(Beginning of PROVIDED TEXT)
Kami Mueller, principal of the Mueller Group, recounted her experience battling this new ideology of sex and gender supporting North Carolina’s H.B. 2 as director of communications for the North Carolina Republican Party.

The bill, which requires people to use the restroom corresponding to the sex on their birth certificates while also allowing transgender people to change their birth certificates and allowing anyone access to a single-occupancy facility, was passed in 2016 in response to a Charlotte City Council ordinance that would have opened all restrooms, locker rooms, and showers in the city to anyone on the basis of gender identity.

Now, the state is considering repeal of H.B. 2, and again opening private facilities on the basis of gender identity.

She said of the proposed repeal of H.B. 2:

It’s essentially a ‘look but don’t touch.’ The new governor of North Carolina, Roy Cooper, is trying to make voyeurism legal, essentially.

Mary Lou Singleton, a midwife and feminist activist, spoke last. She has spent her life advocating for women facing discrimination. She tied this work to the need to speak up in defense of the reality that people are by nature male and female.

This issue has serious consequences for the children who fall prey to transgender ideology and are given hormone treatment, as she pointed out:

We have federal laws in this country that you can’t use Medicaid and Medicare funds to sterilize someone until someone is over 21. We’re sterilizing 11-year-olds because they want to shop in the wrong aisle at Toys R Us. This is insanity.

For Singleton, the scientific truth that humans are a sexually dimorphic species goes beyond the political battles over religious freedom and free speech.

Despite their differing backgrounds and political views, the panelists were able to come together to agree on one thing: Women’s basic rights are at stake in this debate, and, as Haver noted, “when gender identity wins, women always lose.”
(End of PROVIDED TEXT)
(Beginning of INFORMATION PROVIDED)
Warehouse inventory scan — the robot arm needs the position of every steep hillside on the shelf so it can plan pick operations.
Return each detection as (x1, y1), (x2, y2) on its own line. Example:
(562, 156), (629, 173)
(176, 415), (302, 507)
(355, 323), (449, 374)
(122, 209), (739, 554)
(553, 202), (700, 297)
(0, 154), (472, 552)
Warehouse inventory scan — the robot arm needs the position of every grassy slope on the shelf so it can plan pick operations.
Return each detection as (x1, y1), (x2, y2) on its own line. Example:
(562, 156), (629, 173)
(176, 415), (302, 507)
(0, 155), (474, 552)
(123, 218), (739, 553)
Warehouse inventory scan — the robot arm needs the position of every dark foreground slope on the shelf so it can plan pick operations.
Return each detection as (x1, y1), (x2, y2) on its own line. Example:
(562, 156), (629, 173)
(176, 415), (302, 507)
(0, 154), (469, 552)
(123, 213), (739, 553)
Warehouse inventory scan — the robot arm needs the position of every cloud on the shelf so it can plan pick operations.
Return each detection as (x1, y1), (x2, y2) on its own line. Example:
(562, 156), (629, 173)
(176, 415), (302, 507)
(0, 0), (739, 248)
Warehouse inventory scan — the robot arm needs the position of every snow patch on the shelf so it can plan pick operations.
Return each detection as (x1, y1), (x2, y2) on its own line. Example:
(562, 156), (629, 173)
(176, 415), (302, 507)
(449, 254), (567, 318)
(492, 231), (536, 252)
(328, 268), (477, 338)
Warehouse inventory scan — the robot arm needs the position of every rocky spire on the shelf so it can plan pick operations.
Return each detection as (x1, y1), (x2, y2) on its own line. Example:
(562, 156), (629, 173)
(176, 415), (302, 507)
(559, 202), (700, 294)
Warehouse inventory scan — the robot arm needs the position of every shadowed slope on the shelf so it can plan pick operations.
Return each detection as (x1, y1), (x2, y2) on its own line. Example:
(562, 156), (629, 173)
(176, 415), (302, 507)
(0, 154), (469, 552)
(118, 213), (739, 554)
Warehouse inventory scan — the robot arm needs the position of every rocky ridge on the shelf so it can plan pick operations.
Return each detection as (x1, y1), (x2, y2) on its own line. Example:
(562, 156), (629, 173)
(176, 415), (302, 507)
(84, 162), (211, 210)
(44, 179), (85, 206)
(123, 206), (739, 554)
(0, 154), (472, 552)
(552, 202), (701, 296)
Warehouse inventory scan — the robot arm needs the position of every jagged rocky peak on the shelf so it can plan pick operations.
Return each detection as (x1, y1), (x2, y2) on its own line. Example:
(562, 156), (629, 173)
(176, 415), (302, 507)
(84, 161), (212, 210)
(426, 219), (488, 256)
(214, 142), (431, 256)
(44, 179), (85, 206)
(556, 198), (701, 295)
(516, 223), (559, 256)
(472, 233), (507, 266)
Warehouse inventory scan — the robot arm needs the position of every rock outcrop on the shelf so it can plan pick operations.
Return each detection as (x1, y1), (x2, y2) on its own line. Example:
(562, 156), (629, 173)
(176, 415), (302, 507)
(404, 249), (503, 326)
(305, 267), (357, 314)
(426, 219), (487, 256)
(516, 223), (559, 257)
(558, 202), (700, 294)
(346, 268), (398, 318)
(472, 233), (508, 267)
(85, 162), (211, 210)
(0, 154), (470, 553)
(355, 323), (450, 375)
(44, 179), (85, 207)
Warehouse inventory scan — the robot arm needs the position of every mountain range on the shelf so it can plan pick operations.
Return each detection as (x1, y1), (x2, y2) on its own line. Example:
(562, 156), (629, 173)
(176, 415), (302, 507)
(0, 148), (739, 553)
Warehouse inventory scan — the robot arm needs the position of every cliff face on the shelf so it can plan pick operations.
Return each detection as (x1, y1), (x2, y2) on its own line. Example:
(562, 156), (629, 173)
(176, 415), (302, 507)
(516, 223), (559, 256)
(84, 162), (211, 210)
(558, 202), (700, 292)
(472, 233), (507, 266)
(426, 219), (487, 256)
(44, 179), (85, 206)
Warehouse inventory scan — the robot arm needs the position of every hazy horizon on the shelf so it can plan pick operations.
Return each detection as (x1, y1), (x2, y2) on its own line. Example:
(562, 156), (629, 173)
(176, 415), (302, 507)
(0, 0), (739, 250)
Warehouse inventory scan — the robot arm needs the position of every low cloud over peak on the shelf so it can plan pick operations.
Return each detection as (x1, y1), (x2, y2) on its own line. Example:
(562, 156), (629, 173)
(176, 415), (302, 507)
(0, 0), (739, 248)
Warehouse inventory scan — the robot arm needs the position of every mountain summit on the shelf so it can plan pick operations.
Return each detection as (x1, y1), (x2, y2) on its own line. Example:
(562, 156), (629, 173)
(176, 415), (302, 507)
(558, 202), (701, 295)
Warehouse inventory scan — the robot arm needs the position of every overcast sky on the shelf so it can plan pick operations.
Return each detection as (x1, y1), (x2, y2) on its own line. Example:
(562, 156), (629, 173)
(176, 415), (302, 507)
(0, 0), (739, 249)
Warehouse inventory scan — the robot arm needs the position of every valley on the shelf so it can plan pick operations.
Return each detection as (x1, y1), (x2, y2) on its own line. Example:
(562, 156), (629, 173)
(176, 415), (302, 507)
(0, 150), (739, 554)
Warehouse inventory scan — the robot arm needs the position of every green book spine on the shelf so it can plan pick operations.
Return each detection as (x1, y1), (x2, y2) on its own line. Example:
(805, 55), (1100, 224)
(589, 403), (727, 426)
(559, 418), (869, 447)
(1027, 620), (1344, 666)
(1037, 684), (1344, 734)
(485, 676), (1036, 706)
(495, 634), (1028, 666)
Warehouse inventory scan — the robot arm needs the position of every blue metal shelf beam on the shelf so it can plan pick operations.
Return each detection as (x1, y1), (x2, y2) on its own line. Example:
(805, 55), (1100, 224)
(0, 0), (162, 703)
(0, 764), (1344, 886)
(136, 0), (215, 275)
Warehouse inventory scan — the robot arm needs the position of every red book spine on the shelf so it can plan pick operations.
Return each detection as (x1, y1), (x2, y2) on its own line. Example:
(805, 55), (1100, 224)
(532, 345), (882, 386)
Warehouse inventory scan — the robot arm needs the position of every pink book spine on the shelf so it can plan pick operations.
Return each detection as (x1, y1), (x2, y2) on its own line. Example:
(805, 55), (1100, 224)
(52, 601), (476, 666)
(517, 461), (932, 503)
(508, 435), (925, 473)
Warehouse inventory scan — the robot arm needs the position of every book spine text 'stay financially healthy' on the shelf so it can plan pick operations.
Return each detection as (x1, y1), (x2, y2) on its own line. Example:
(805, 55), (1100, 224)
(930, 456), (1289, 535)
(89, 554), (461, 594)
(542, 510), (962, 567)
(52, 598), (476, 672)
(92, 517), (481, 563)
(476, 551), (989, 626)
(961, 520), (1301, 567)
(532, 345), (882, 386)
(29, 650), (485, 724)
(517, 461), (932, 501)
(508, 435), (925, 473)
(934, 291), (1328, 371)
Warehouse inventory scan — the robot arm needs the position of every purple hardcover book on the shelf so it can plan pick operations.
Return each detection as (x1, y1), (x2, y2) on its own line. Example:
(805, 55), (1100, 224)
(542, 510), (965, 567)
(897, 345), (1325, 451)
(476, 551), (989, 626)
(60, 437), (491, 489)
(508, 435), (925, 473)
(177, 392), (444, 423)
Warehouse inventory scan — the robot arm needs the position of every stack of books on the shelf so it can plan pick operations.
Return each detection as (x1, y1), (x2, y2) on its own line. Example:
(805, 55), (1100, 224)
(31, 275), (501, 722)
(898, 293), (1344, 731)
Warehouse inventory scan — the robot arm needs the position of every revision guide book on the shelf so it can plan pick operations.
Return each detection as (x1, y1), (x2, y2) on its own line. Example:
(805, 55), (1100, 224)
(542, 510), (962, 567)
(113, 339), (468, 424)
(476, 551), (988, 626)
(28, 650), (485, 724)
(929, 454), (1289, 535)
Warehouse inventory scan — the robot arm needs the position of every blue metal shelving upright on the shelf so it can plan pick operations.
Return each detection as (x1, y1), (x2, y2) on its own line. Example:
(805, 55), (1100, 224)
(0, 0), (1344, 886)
(End of INFORMATION PROVIDED)
* _EXERCISE 1_
Print the part of the H.B. 2 article that opens with the words "Mary Lou Singleton, a" and closes with "This is insanity.", copying it word for word.
* _EXERCISE 2_
Answer these questions from the H.B. 2 article:
(a) In what year was H.B. 2 passed?
(b) Who is named as the new governor of North Carolina?
(c) What occupation does Mary Lou Singleton have besides being a feminist activist?

* _SOLUTION 1_
Mary Lou Singleton, a midwife and feminist activist, spoke last. She has spent her life advocating for women facing discrimination. She tied this work to the need to speak up in defense of the reality that people are by nature male and female.

This issue has serious consequences for the children who fall prey to transgender ideology and are given hormone treatment, as she pointed out:

We have federal laws in this country that you can’t use Medicaid and Medicare funds to sterilize someone until someone is over 21. We’re sterilizing 11-year-olds because they want to shop in the wrong aisle at Toys R Us. This is insanity.

* _SOLUTION 2_
(a) 2016
(b) Roy Cooper
(c) Midwife